> [Passage provided]
Steve said to dmb:
If you don't take that position then what have we been arguing about for the
past several months? No, what I said is nearly a direct quote of what you have
been saying for some time.
dmb says:
No, it's a direct quote of the Stanford encyclopedia and I never used the word
"rational" in describing my own reading of human agency in the MOQ. And we had
a series of exchanges in which I explained how rationality is NOT what makes
the agent free in the MOQ. And I was quoting Stanford to dispute a claim you
made about free will, a point you missed entirely, as usual.
And this is just one more example of why talking to you is so frustrating and
pointless. You just can't keep track of your own behavior. You can't remember
anything so that I have to say everything five times and you still forget. It's
ridiculous. In fact, the Stanford quote was intended to get you to understand
an objection I have been raised repeatedly for weeks and weeks, if not months.
About 7 weeks ago, for example, I was asking you these same questions.

> [Supplied entries]
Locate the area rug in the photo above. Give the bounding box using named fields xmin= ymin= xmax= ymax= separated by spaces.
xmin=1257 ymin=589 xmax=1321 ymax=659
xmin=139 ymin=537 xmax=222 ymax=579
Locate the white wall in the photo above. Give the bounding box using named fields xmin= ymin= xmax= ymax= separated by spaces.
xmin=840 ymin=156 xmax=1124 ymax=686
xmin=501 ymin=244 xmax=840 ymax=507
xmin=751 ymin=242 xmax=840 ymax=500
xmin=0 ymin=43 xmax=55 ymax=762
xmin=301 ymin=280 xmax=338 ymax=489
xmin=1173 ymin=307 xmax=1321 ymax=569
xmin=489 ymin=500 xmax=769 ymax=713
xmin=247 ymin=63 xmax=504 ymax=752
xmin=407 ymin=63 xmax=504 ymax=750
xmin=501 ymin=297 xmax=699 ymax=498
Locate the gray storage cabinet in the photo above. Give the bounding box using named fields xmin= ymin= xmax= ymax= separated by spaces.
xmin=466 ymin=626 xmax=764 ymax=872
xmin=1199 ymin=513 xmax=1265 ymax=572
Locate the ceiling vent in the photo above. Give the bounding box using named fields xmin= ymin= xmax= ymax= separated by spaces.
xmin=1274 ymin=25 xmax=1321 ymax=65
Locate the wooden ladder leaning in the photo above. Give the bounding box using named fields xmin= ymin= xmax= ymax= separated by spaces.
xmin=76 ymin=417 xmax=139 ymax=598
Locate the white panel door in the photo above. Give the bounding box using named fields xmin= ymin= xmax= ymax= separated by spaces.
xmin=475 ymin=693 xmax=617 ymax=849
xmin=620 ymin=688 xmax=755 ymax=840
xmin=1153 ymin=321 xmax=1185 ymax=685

> [Task description]
Pick up the argument between Steve and dmb over free will in the MOQ right after its final line, and keep writing in dmb's voice.

> [Output below]
On July 7th, dmb said to Steve:"Pirsig's statement is about the extent to which
one's behavior is controlled or free. How in the world do you figure that is
NOT about one's will or the freedom of one's will? He's talking about the
extent to which people are free or not within the terms of the MOQ. I think
you're bending over backwards to deny the obvious in several different ways and
this is certainly one of them. Like I said, the MOQ avoids this dilemma by
saying that our behavior is both free and controlled. The MOQ does not avoid
this dilemma by REJECTING both horns but rather by saying they are not mutually
exclusive options. The MOQ says freedom and restraint are both empirically
known and they're both real to various extents. ...Obviously the MOQ is not
framing freedom and restraint as a matter of subjectivity and objectivity but
in terms of static and Dynamic, which is the quality of order and the quality
of freedom respectively. And this is not some wishy-washy middle
ground on this particular dilemma but the MOQ's first and most central
distinction, as well as a description of what we are."
dmb now adds:
Don't you see how the MOQ reformulation fits with the MOQ's static-dynamic
distinction and with the MOQ description of what we are? In all cases, it is a
balance of freedom and order. We ARE a forest of static patterns with the
capacity to respond to DQ. This is what I've been saying all along and this
description of human agency does not depend on "rationality". But it is still
human agency and that is all I mean by free will, for the hundredth time.
When I was a kid we had a dog named Suzie. She used to chase her own tail.
Round and round she'd go.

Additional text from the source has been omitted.